A North Carolina man's father made excuses for his son's involvement in the U.S. Capitol violence aimed at overturning Donald Trump's election loss.
Investigators say Christopher Spence, of Pilot Mountain, posted a Facebook livestream video of himself encouraging others to kick open the doors of the U.S. House chamber and shouting obscenities at police officers trying to contain the violent mob, but his father insists he was merely swept up in the crowd, reported the Hickory Daily Record.
"This has been blown out of proportion," said Winton Spencer. "When you are in a crowd and they start moving forward, you better go with the crowd or get trampled."
His 40-year-old son was charged by federal prosecutors with obstructing official proceedings, engaging in violent entry of the Capitol and disorderly conduct, along with entering and remaining unlawfully in the government building.
The elder Spencer admits his son isn't "innocent of everything," but he doesn't think he's been portrayed fairly by the media.
"He probably did run his mouth, but when do you silence someone from running their mouth?" Spencer said.
"He is not a terrorist," he added. "He is not a skinhead, not a racist. He wasn't raised to be like that. He was probably in there 15 or 20 minutes [but left] when he saw things starting to go down."
The father and son share strong support for the former president, and agree with additional family members that the election was stolen from Trump, and the elder Spence believes in the QAnon conspiracy theory that baselessly alleges political and media elites are involved in in a secret pedophilia ring.
The elder Spencer says his son attended a Christian school growing up but later had trouble with the law after falling into "the wrong crowd," and court records show convictions in 2013 to 2015 for possession of stolen goods and property, breaking and entering, larceny and obtaining property by false pretenses.
He also has convictions for drug possession and paraphernalia, attempted possession of a firearm by a felon and making harassing phone calls, and court records show Christopher Spencer was charged with assault on a female and communicating threats, but those charges were later dismissed.
The younger Spencer will make a virtual court appearance Monday, and the terms of his release from jail require him to stay home except for medical treatment or other approved activities, and he cannot have a firearm or travel to Washington.

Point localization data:
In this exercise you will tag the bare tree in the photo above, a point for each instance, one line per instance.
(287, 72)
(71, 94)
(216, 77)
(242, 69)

:: Required actions ::
(a) Reproduce the news article between "Investigators say Christopher" and "the government building.", inclusive.
(b) Using the news article, answer these questions:
(i) What age does the news article give for the son who was charged?
(ii) What type of school did the son attend growing up?
(iii) Under the terms of his release, what may the son not have, and where may he not travel?

:: Numbered answers ::
(a)
Investigators say Christopher Spence, of Pilot Mountain, posted a Facebook livestream video of himself encouraging others to kick open the doors of the U.S. House chamber and shouting obscenities at police officers trying to contain the violent mob, but his father insists he was merely swept up in the crowd, reported the Hickory Daily Record.
"This has been blown out of proportion," said Winton Spencer. "When you are in a crowd and they start moving forward, you better go with the crowd or get trampled."
His 40-year-old son was charged by federal prosecutors with obstructing official proceedings, engaging in violent entry of the Capitol and disorderly conduct, along with entering and remaining unlawfully in the government building.

(b)
(i) 40 years old
(ii) A Christian school
(iii) He cannot have a firearm or travel to Washington.